--- START OF Passage provided ---
One of those stings related to the celebrated Tomato Tins investigation of 2007, that resulted in a world-record seizure of 15 million ecstasy pills concealed in cans of the fruit shipped from Naples, Italy.

Karam pleaded not guilty to all charges.

Rob Karam may be the first major criminal to walk free because of the Lawyer X scandal.
Rob Karam may be the first major criminal to walk free because of the Lawyer X scandal.

His case on appeal rests on a simple principle: that a defence lawyer cannot also be a police informer. He is hoping to be freed within months.

Those watching his case include the Calabrian mafia boss who led the Tomato Tins syndicate, Pasquale “Pat” Barbaro.

He is expected to file his own appeal within weeks.

Others in the 33-strong syndicate, such as John Higgs, who founded the Black Uhlans bikie gang, have also engaged lawyers.

Tony Mokbel, who has been sentenced over separate offences to serve 30 years’ jail, with a minimum of 22 years before becoming eligible for parole, also lodged an appeal on December 7 last year.

The Herald Sun learned more than four years ago — but was prevented from revealing it at the time — that Lawyer X was also informing on the so-called “Secret Seven’’, a syndicate of drug traffickers and drug cooks led by Mokbel.
--- END OF Passage provided ---
Decide whether each statement below agrees with the Lawyer X article, answering yes or no and quoting the deciding words of the article. (a) Karam pleaded guilty to all charges. (b) The Tomato Tins seizure involved ecstasy pills hidden in cans shipped from Naples. (c) John Higgs founded the Black Uhlans bikie gang.
--- START OF Extracted material ---
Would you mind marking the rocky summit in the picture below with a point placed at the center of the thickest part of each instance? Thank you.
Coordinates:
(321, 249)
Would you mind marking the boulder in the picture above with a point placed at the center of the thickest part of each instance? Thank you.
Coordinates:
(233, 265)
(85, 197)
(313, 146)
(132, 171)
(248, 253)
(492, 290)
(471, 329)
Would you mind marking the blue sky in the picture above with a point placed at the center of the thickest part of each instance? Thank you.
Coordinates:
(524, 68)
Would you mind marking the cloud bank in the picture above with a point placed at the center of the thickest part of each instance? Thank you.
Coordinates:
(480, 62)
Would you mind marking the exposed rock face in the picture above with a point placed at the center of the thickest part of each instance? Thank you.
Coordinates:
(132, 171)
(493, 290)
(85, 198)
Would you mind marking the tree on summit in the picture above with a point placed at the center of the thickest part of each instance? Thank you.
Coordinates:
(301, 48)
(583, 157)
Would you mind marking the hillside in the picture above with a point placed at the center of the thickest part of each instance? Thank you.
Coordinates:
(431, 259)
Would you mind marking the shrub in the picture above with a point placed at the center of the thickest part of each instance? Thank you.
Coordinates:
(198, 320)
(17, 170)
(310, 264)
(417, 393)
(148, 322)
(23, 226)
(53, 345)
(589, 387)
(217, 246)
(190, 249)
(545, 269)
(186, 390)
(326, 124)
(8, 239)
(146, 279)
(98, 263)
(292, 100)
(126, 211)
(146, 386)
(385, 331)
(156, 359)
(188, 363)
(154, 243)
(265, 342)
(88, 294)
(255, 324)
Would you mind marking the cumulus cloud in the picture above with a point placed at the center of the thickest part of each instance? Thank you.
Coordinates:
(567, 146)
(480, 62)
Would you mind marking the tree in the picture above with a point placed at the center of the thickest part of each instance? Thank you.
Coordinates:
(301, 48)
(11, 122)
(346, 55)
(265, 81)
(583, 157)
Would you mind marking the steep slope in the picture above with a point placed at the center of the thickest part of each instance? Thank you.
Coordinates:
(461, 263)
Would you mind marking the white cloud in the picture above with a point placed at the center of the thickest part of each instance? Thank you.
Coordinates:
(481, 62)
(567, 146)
--- END OF Extracted material ---
Result below -
(a) No: "Karam pleaded not guilty to all charges."
(b) Yes: "a world-record seizure of 15 million ecstasy pills concealed in cans of the fruit shipped from Naples, Italy"
(c) Yes: "John Higgs, who founded the Black Uhlans bikie gang"